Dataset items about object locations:
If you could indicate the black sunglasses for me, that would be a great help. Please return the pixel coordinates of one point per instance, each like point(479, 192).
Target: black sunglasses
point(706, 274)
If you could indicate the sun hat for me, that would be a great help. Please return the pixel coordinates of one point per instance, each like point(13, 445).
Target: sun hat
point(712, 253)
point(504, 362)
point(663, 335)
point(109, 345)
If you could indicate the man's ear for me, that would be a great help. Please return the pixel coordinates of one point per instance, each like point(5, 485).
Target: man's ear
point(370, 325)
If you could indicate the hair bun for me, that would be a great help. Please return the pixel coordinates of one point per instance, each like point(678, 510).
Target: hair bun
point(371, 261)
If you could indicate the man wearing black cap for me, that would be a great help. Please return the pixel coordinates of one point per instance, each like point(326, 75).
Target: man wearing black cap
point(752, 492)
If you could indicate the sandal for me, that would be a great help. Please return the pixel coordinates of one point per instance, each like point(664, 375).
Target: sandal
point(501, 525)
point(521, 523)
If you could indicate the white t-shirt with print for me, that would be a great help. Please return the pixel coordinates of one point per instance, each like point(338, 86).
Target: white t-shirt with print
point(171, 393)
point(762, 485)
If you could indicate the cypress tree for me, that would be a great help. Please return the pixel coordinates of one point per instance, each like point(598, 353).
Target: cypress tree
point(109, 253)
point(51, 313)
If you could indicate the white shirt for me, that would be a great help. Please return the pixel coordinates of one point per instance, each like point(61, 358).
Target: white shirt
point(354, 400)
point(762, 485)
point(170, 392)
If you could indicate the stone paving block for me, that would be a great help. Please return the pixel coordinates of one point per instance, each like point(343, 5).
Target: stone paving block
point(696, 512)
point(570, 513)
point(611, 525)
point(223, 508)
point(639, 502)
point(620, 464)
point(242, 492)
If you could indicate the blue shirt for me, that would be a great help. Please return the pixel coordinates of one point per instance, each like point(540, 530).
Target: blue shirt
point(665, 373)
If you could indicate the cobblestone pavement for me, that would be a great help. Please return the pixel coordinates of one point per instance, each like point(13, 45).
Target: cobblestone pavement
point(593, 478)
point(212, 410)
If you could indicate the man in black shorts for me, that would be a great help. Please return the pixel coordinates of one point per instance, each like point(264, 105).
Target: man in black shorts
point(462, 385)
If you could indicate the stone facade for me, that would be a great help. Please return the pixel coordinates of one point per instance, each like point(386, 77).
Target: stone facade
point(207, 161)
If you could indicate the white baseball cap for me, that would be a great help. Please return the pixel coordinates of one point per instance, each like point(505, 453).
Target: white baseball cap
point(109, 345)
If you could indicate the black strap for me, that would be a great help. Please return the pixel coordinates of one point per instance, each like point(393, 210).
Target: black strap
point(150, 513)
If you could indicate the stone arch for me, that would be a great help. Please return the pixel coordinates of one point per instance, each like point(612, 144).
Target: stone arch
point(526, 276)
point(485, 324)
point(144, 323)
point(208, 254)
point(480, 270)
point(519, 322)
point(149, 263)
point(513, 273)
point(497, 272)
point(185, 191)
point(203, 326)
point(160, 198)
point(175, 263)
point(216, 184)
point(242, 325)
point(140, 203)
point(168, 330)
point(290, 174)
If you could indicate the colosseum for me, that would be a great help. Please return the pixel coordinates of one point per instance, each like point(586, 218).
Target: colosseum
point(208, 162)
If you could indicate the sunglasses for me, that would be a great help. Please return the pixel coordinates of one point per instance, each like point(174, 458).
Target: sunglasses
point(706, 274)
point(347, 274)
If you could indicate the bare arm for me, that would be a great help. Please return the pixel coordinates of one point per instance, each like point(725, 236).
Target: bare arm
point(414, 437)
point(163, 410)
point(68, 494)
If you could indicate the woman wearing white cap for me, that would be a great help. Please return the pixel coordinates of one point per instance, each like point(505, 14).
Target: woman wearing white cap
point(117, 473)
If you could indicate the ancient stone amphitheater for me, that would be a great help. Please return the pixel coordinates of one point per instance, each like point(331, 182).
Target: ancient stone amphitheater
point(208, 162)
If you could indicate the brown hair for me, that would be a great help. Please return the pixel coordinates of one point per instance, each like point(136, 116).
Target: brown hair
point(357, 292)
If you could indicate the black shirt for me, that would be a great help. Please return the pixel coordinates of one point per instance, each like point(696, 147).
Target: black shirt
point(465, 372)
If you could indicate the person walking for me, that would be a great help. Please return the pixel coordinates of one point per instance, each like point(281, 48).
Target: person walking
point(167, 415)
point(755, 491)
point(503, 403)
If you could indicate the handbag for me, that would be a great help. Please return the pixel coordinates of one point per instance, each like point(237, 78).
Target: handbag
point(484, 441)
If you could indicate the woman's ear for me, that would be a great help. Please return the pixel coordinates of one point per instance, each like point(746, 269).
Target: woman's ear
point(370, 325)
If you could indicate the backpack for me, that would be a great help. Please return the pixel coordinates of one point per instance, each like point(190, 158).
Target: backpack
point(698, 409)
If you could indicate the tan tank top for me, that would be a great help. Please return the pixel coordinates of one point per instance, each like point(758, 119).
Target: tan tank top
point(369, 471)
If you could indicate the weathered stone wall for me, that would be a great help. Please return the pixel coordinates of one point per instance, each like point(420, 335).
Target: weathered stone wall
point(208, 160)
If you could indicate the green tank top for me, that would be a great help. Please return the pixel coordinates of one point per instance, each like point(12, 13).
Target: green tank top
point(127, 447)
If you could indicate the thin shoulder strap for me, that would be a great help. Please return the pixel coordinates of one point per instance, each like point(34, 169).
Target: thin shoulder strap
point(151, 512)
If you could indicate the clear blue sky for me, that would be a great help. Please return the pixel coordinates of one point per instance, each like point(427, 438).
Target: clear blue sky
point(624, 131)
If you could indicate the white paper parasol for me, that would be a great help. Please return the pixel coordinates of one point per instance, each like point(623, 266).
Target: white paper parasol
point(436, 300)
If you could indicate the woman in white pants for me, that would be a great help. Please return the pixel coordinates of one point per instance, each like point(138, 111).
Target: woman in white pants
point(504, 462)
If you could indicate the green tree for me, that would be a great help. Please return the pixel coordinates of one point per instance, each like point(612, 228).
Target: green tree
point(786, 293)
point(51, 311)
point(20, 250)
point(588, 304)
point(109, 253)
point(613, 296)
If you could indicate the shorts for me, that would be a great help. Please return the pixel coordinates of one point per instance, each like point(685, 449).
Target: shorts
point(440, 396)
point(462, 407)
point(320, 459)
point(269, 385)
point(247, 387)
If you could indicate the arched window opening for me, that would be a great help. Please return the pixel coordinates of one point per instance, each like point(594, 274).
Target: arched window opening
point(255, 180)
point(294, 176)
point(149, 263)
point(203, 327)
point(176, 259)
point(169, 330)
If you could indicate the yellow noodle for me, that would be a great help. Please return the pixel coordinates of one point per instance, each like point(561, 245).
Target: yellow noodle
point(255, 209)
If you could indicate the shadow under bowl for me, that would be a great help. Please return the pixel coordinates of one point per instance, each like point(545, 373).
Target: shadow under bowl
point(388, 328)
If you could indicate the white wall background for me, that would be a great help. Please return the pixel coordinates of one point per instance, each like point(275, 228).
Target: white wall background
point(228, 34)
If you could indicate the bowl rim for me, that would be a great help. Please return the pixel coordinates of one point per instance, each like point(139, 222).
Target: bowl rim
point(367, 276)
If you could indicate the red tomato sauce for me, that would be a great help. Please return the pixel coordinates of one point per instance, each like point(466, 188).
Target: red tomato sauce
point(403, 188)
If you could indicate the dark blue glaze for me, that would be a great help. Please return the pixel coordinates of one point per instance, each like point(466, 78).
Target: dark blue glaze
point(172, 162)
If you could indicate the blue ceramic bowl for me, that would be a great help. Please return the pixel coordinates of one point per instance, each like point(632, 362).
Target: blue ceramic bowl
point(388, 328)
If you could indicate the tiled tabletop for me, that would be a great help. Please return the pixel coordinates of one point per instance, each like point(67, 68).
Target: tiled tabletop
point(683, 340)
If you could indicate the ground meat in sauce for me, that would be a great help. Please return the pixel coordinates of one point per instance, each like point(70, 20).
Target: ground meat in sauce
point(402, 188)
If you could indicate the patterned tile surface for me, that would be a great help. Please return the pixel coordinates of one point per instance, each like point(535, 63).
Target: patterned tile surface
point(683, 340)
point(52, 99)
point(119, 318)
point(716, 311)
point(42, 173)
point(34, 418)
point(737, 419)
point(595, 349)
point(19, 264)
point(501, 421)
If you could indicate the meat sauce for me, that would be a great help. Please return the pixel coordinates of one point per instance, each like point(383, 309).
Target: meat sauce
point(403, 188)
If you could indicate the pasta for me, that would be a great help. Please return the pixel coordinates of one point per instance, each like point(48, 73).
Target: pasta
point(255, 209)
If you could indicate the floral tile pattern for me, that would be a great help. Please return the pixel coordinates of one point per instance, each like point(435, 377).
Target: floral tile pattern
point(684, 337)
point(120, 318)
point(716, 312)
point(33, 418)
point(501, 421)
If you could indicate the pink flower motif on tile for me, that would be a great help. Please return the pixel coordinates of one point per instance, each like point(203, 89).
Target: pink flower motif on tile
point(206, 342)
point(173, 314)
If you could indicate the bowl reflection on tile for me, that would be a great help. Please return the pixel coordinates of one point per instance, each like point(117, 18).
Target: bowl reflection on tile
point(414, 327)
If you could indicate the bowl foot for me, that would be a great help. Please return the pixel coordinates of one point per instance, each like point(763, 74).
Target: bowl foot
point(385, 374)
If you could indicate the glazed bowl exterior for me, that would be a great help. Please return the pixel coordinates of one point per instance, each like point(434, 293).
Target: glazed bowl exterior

REQUIRED TASK: Format the lines as a Markdown table with the columns Row and Line, starting at the line that contains "If you could indicate the green tank" and ending after the line that contains "point(151, 512)". Number each row and leave out any blank lines.

TASK OUTPUT:
| Row | Line |
|---|---|
| 1 | If you could indicate the green tank top for me, that would be a great help. Please return the pixel coordinates of one point per instance, each like point(12, 13). |
| 2 | Target: green tank top |
| 3 | point(127, 447) |
| 4 | If you could indicate the thin shoulder strap for me, that would be a great help. Please return the pixel coordinates of one point per instance, each like point(34, 169). |
| 5 | Target: thin shoulder strap |
| 6 | point(151, 512) |